[What you have to do] Pick out every line in the records below that contains the string "lake", treating uppercase and lowercase letters as distinct, and reproduce each of those lines.

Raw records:

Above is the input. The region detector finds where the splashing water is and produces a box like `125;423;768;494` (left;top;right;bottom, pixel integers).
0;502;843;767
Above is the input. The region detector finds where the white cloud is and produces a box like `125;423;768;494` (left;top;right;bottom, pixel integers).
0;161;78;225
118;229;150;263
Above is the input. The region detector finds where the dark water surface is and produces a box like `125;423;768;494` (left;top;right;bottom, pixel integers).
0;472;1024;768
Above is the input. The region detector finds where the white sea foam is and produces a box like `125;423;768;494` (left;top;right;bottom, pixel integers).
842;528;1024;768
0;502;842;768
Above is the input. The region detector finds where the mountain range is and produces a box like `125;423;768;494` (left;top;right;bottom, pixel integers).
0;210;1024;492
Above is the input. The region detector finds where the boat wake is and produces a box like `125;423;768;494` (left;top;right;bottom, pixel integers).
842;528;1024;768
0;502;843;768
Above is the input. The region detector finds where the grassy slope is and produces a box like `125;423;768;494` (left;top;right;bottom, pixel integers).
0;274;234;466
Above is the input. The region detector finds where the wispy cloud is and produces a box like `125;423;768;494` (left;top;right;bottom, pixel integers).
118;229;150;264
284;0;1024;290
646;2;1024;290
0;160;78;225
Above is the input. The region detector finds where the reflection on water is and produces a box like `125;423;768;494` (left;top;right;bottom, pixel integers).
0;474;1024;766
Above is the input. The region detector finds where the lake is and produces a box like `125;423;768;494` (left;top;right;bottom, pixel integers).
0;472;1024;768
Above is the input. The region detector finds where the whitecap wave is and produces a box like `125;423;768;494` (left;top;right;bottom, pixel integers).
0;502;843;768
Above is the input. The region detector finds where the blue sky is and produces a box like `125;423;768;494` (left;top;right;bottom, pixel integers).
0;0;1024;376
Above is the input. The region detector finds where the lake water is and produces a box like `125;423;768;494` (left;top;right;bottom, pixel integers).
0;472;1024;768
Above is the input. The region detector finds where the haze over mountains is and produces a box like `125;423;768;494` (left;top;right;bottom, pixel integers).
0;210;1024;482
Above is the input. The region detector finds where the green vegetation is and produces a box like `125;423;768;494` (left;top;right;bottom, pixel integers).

[Solution to the problem]
Above is the input. The region detector finds where the lake is and produces a box like `125;423;768;494` (left;top;right;bottom, pixel integers).
Above is the input. The region detector finds where the lake water is and produces a box like `125;423;768;494` (left;top;right;bottom, pixel integers).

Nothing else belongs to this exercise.